■ Task requirements ■
a) Answer these questions using the Bluetooth thread below, one answer a line:
(i) What device does the opening post present?
(ii) Which amplifier did Church-Audio own?
(iii) Which devices does bluzfish suggest Bluetooth was chosen to be compatible with?
b) List every username that appears as a post heading in the Bluetooth thread below.

■ Selected excerpt ■
--------------------

# Blue Tooth Devices



## Steadfastly (Nov 14, 2008)

We are seeing more and more devices going wireless these days and with Wi-Fi and Bluetooth connectivity it is not only speeding up the process but making it easier. Here is a digital wireless mixer.

[video=youtube;EbwAZ_ooQMY]https://www.youtube.com/watch?v=EbwAZ_ooQMY[/video]


----------



## Church-Audio (Sep 27, 2014)

Steadfastly said:


> We are seeing more and more devices going wireless these days and with Wi-Fi and Bluetooth connectivity it is not only speeding up the process but making it easier. Here is a digital wireless mixer.
> 
> [video=youtube;EbwAZ_ooQMY]https://www.youtube.com/watch?v=EbwAZ_ooQMY[/video]


I was always told Bluetooth is not as good for audio as say wifi. But I had a line 6 amplifi 150 and got to be honest it sounded pretty good to me. So I think you are going to see a lot more Bluetooth in the future.


----------



## bluzfish (Mar 12, 2011)

Bluetooth is older, slower technology but I imagine they wanted to make it compatible with Apple and Android tablets and phones.


----------



## cavemusic (Jul 8, 2013)

--------------------

■ Point labeling dataset excerpts ■
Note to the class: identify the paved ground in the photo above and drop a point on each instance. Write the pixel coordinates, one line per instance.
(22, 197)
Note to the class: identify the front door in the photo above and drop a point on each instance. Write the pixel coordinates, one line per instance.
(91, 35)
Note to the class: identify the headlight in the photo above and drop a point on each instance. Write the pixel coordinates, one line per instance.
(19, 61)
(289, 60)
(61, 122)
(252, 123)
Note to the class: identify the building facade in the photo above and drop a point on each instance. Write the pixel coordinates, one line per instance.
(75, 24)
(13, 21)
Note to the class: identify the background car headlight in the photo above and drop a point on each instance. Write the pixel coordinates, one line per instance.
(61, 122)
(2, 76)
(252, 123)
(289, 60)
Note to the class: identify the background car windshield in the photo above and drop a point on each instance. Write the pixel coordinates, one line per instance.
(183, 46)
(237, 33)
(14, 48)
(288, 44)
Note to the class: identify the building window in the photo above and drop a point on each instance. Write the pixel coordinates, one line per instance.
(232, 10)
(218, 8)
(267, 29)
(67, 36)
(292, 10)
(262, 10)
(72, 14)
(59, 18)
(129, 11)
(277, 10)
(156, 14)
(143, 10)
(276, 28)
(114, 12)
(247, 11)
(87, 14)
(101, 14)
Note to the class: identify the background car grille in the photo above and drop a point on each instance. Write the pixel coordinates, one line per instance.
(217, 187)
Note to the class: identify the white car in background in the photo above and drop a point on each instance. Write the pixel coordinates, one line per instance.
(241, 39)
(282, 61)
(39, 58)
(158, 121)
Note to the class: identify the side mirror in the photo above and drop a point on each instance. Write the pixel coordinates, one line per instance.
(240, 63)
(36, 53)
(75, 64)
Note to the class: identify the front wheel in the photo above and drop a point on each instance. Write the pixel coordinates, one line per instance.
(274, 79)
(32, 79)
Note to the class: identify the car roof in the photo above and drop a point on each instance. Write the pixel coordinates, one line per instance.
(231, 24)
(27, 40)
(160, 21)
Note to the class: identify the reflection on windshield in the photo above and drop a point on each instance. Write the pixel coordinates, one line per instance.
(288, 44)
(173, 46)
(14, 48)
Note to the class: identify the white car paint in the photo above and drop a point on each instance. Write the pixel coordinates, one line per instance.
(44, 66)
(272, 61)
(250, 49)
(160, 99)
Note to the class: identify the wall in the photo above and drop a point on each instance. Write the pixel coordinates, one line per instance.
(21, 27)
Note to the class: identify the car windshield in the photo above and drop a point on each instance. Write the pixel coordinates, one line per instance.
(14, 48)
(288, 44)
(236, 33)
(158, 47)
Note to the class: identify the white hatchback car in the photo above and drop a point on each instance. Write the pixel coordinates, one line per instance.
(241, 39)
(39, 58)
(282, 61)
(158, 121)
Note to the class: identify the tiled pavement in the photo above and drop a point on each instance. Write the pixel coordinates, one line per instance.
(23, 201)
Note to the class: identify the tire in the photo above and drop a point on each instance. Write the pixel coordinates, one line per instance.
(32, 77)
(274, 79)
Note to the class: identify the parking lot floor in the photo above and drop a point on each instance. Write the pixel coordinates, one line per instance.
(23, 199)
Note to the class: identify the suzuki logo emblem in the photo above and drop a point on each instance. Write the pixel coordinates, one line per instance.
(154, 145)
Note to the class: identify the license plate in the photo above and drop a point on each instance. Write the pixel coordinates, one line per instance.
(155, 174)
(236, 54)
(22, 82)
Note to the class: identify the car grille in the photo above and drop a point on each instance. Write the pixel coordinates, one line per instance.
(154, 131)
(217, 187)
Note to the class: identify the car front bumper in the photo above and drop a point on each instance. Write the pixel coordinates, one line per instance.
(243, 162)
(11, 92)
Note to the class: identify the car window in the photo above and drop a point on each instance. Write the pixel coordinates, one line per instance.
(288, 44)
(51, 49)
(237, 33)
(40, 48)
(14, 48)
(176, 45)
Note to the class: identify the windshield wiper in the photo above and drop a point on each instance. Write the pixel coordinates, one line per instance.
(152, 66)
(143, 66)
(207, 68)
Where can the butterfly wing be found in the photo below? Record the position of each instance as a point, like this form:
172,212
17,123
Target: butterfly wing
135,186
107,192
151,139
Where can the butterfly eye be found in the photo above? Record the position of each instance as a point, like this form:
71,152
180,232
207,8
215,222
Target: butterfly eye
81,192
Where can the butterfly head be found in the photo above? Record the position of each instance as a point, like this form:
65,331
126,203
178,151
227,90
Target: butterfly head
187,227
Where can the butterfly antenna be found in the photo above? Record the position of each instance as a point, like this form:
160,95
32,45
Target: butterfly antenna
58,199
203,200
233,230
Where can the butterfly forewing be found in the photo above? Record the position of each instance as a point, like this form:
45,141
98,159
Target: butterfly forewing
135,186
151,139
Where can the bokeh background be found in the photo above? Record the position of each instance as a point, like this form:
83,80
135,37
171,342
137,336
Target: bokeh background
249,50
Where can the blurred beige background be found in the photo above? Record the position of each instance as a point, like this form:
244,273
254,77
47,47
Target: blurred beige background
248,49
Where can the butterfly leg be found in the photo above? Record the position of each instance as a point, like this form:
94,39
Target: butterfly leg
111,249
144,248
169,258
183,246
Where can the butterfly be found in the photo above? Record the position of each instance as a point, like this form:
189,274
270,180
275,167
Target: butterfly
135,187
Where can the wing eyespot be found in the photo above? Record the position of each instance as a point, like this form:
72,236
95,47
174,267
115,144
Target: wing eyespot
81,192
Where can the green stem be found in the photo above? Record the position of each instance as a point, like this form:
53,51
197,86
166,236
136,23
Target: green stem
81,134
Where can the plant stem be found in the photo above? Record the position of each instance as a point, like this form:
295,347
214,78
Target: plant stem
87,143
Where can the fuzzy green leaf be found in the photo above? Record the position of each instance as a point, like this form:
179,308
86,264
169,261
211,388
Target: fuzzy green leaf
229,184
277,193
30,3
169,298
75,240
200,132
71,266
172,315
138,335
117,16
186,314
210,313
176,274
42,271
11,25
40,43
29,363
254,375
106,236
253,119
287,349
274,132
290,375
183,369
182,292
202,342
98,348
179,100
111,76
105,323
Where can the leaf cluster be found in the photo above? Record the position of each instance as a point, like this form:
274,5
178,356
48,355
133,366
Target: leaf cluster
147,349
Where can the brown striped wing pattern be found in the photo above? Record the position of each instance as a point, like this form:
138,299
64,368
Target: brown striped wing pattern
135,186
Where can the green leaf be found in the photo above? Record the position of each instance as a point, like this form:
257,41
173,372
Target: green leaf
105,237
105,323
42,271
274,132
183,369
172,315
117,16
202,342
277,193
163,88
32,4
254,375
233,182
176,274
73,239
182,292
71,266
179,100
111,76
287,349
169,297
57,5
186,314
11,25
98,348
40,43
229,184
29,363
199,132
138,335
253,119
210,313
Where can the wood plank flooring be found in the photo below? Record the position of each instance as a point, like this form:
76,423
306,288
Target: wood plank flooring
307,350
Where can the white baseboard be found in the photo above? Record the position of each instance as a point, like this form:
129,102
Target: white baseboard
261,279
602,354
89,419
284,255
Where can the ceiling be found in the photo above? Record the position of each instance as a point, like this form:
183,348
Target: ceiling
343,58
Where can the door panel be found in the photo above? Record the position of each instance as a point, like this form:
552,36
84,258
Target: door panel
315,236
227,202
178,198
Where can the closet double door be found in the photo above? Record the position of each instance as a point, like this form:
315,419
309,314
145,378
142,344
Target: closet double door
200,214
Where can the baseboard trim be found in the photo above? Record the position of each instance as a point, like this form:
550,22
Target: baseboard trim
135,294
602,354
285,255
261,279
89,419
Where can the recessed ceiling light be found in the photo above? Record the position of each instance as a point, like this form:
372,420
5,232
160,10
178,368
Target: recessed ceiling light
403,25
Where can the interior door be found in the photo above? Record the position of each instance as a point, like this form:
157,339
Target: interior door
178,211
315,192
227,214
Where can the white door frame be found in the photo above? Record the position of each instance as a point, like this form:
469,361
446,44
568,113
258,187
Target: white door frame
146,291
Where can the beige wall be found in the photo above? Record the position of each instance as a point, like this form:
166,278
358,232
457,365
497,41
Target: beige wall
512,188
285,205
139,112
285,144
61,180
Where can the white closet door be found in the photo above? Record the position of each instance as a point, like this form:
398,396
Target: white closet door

--------------------

■ Response list ■
a)
(i) A digital wireless mixer
(ii) A line 6 amplifi 150
(iii) Apple and Android tablets and phones

b)
Steadfastly
Church-Audio
bluzfish
cavemusic